# [Document excerpt]
::::::::
Let’s be clear: the overwhelming scholarly consensus is that government affordable housing policy had little to do with the financial crisis. Fannie and Freddie certainly made mistakes, but it is simply incorrect to say that they were responsible for the housing bubble. They were followers, not leaders. Yes, the Big Lie still has currency in conservative political circles and their affiliated think tanks (for the Big Lie fits well with their priors that the government shouldn't intervene in markets), but there’s just no serious scholarship that supports it.

There are five fundamental problems with the Big Lie, and they aren’t going to go away from mere repetition of the Big Lie: 

  • There is no empirical evidence whatsoever that supports the Big Lie. To the extent that any studies have found connections between affordable housing policies and home prices (and these studies’ findings have been contested), the magnitude of the impact found by the studies has been exceedingly small. But since when has evidence ever mattered when a theory supports someone’s priors?
::::::::
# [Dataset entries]
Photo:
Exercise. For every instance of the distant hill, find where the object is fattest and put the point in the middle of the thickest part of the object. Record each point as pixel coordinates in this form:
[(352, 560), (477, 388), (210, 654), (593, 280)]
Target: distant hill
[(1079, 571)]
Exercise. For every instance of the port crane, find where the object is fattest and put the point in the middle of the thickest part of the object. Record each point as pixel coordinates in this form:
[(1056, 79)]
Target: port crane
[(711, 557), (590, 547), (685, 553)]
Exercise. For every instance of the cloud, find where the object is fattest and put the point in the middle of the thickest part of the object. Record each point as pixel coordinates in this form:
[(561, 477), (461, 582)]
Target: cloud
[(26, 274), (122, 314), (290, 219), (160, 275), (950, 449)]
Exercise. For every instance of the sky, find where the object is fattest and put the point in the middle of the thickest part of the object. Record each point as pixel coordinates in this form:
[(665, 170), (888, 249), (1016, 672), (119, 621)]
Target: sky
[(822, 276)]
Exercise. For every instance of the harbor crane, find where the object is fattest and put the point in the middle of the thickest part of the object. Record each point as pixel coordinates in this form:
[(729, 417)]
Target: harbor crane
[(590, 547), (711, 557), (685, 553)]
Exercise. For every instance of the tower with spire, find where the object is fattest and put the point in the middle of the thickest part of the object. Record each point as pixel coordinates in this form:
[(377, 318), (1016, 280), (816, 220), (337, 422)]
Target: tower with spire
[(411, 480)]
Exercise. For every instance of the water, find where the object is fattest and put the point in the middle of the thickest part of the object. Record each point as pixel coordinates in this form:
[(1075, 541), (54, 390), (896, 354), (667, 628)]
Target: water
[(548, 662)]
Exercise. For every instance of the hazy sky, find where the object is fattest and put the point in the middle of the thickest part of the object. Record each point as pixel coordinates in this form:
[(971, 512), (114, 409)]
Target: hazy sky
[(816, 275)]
::::::::
# [Exercise aim]
Please pick up the passage on the financial crisis after its last sentence and carry it forward. You won't need the dataset entries for any of this.

# [Answer section]
  • The Big Lie cannot explain why the bubble started when it did (2003), as all of the government policies it points to were in place well before then.
  • The Big Lie cannot explain why housing finance shifted sharply from GSE securitization to private-label securitization starting in 2003.
  • The Big Lie cannot explain the parallel bubble in commercial real estate. Fannie and Freddie finance multi-family residential mortgages.  But there is no government role whatsoever in office buildings, industrial facilities, and shopping malls.  So why was there a bubble in all of these property types, which were financed heavily through private-label securitization?
  • The Big Lie cannot explain the parallel housing bubbles that emerged in some, but not all European countries (Denmark, Ireland, Netherlands, Spain, UK) despite incredibly different housing finance systems and different methods for government support of homeownership.

Bottom line: if you’re pushing the Big Lie, you need to have some sort of answer for these five issues. Otherwise, you’re blowin’ hot air, and respectable publications shouldn’t be giving space to folks who do that.

[updated and expanded 2.16.2020] 


However you describe it, the mortgage crisis began when
the borrowing requirements were changed to enable those who could not meet the financial requirements to borrow. Those changes began at the federal legislative level.That some people saw a way to make money from the mortgages that were bundled to absorb shakier mortgages may or may not have been a deliberate unintended consequence but it was a consequence

With due respect Barbara, that's just wrong.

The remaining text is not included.